> _SET PROBLEM_: Can you reproduce the rows below with every "sample" replaced by "format", keeping everything else the same? Leave the pictures out of your answer.

> _MATERIAL FOR THIS EXERCISE_:
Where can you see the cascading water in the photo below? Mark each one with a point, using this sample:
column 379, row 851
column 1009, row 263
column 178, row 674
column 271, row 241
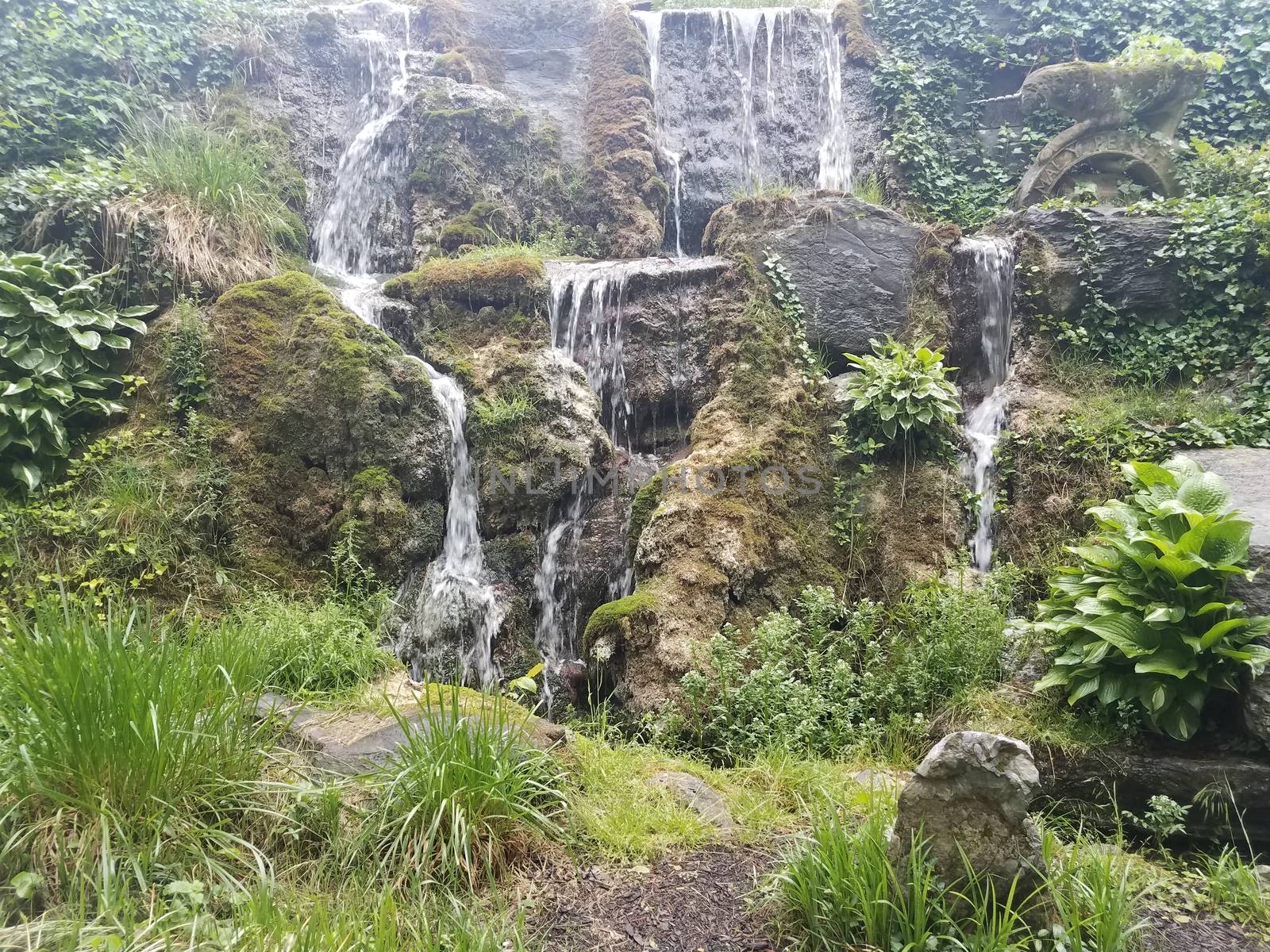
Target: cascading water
column 741, row 88
column 586, row 319
column 370, row 169
column 995, row 282
column 455, row 603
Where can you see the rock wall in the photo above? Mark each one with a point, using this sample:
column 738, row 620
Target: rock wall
column 851, row 262
column 321, row 419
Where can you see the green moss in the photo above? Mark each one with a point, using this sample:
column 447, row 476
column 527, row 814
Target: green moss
column 645, row 503
column 475, row 279
column 319, row 27
column 610, row 617
column 314, row 409
column 455, row 65
column 463, row 232
column 849, row 22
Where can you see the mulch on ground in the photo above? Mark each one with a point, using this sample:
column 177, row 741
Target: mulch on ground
column 695, row 903
column 1199, row 935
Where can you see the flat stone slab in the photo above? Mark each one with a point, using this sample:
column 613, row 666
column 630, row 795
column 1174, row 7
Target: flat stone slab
column 698, row 797
column 356, row 742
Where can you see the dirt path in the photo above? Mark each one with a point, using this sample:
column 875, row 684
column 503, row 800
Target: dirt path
column 696, row 903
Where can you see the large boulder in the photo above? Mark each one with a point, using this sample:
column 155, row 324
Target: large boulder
column 1153, row 766
column 851, row 262
column 1245, row 470
column 321, row 419
column 1108, row 253
column 968, row 800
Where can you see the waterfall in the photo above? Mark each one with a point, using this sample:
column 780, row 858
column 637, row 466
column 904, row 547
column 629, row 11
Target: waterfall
column 455, row 603
column 745, row 98
column 368, row 171
column 995, row 283
column 586, row 321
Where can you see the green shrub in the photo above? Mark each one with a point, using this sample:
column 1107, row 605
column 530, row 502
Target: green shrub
column 59, row 342
column 460, row 799
column 901, row 393
column 831, row 681
column 125, row 747
column 1143, row 617
column 311, row 649
column 76, row 74
column 70, row 203
column 186, row 363
column 137, row 512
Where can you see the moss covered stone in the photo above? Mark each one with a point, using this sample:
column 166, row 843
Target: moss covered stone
column 474, row 281
column 625, row 203
column 613, row 617
column 321, row 419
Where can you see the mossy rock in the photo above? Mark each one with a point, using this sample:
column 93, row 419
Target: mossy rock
column 615, row 617
column 474, row 281
column 321, row 419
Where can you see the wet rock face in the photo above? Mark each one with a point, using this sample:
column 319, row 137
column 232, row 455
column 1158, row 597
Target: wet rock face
column 851, row 262
column 709, row 65
column 535, row 432
column 321, row 418
column 1126, row 270
column 537, row 56
column 1245, row 470
column 482, row 169
column 969, row 800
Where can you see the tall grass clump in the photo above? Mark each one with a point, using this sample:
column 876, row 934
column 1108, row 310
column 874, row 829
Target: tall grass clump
column 221, row 216
column 313, row 649
column 126, row 748
column 461, row 797
column 842, row 889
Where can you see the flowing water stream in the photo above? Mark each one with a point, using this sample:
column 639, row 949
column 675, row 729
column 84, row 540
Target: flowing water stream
column 455, row 605
column 995, row 283
column 768, row 55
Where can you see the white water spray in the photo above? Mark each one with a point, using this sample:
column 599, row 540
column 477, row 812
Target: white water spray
column 455, row 603
column 734, row 38
column 995, row 283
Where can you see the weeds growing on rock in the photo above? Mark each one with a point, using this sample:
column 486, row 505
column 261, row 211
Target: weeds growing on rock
column 460, row 799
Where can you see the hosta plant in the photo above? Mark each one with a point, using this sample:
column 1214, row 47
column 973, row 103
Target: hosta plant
column 899, row 393
column 1143, row 617
column 57, row 340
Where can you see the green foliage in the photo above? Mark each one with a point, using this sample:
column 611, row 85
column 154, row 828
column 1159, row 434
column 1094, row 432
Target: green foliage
column 57, row 342
column 186, row 361
column 75, row 203
column 1145, row 619
column 841, row 889
column 215, row 197
column 944, row 56
column 1165, row 818
column 831, row 681
column 1151, row 50
column 74, row 74
column 310, row 649
column 122, row 738
column 460, row 797
column 137, row 512
column 502, row 414
column 785, row 295
column 899, row 393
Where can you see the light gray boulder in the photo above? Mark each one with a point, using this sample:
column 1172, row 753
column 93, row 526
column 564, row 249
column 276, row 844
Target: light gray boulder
column 851, row 262
column 968, row 800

> _SOLUTION TO THIS TASK_:
Where can you see the cascading water in the photo below? Mark each one with a point, using this format:
column 379, row 851
column 1009, row 263
column 178, row 674
column 271, row 241
Target: cascading water
column 741, row 88
column 586, row 319
column 370, row 169
column 995, row 282
column 455, row 603
Where can you see the rock wall in the photo above? Mark each one with a point, using this format:
column 738, row 620
Target: rock wall
column 851, row 262
column 321, row 419
Where can you see the green moss in the photo above? Mark each one with a point, using this format:
column 447, row 476
column 527, row 814
Target: green moss
column 645, row 503
column 475, row 279
column 319, row 27
column 610, row 617
column 314, row 409
column 455, row 65
column 463, row 232
column 849, row 22
Where can you see the mulch on ground in the photo above? Mark each one with a point, using this format:
column 177, row 741
Target: mulch on ground
column 695, row 903
column 1199, row 935
Where can you see the flat stone slab in the photo above? Mark each one with a point, using this format:
column 613, row 666
column 630, row 795
column 1174, row 7
Target: flat stone slab
column 698, row 797
column 356, row 742
Where can you see the dirt path in the photo above? Mark each one with a point, using this format:
column 875, row 684
column 503, row 800
Target: dirt path
column 696, row 903
Where can you see the large boulder in the photo above? Mark each one with a point, using this format:
column 155, row 324
Target: large boulder
column 1153, row 766
column 851, row 262
column 1245, row 470
column 321, row 419
column 1108, row 253
column 968, row 800
Where can you see the waterfall in the photo above? Mark each one with a point, using this format:
column 780, row 858
column 637, row 466
column 904, row 547
column 629, row 11
Target: waterfall
column 455, row 603
column 745, row 98
column 368, row 171
column 995, row 283
column 586, row 321
Where can you see the green shrub in the photo above? Mark each one with a point, using this format:
column 1107, row 605
column 530, row 502
Target: green shrub
column 59, row 342
column 460, row 799
column 901, row 393
column 831, row 681
column 125, row 747
column 1143, row 617
column 311, row 649
column 76, row 74
column 70, row 203
column 186, row 363
column 137, row 512
Where can you see the moss covered stone in the photo above? Mark each one with a point, using this format:
column 166, row 843
Target: moss covered stone
column 474, row 281
column 625, row 203
column 613, row 617
column 321, row 419
Where can you see the mossy rock in the photo above? Mark each one with a point, using this format:
column 93, row 419
Target: mossy rock
column 615, row 617
column 474, row 281
column 321, row 419
Where can you see the wet rock face in the photo above? Mark each one with a point, using this format:
column 319, row 137
column 232, row 455
column 1158, row 597
Target: wet rock face
column 851, row 262
column 709, row 65
column 535, row 432
column 321, row 418
column 1126, row 270
column 537, row 56
column 1245, row 470
column 482, row 169
column 969, row 800
Where can you see the tall grass clump in the photo above? Mark each one with a point, using this format:
column 876, row 934
column 1108, row 310
column 874, row 829
Target: tall grass clump
column 221, row 216
column 313, row 649
column 126, row 748
column 461, row 797
column 842, row 889
Where can you see the flowing water stream in the photo above? Mark each one with a point, using this format:
column 639, row 949
column 675, row 729
column 84, row 540
Target: flowing water stream
column 455, row 605
column 995, row 283
column 768, row 55
Where can you see the white water spray in the photo above? Mark each one with a point, using this format:
column 599, row 540
column 477, row 812
Target: white water spray
column 455, row 603
column 734, row 38
column 995, row 283
Where can you see the weeds growing on rock in the photo above? Mark each one with a point, using this format:
column 486, row 505
column 261, row 211
Target: weeds growing on rock
column 460, row 799
Where can you see the hosta plant in the photo above? Mark each one with a point, using this format:
column 1214, row 47
column 973, row 103
Target: hosta plant
column 899, row 393
column 1143, row 617
column 57, row 340
Where can you see the green foliage in the photo above? Mark each one with a point, using this format:
column 611, row 85
column 154, row 828
column 1159, row 434
column 1094, row 432
Target: green foliage
column 57, row 342
column 186, row 361
column 75, row 203
column 1145, row 619
column 841, row 889
column 215, row 197
column 944, row 56
column 1165, row 818
column 831, row 681
column 1151, row 50
column 74, row 74
column 310, row 649
column 122, row 738
column 460, row 797
column 137, row 512
column 502, row 414
column 785, row 295
column 899, row 393
Where can you see the light gray boulder in the photo above? Mark each one with a point, using this format:
column 1172, row 753
column 93, row 526
column 564, row 249
column 276, row 844
Target: light gray boulder
column 851, row 262
column 968, row 800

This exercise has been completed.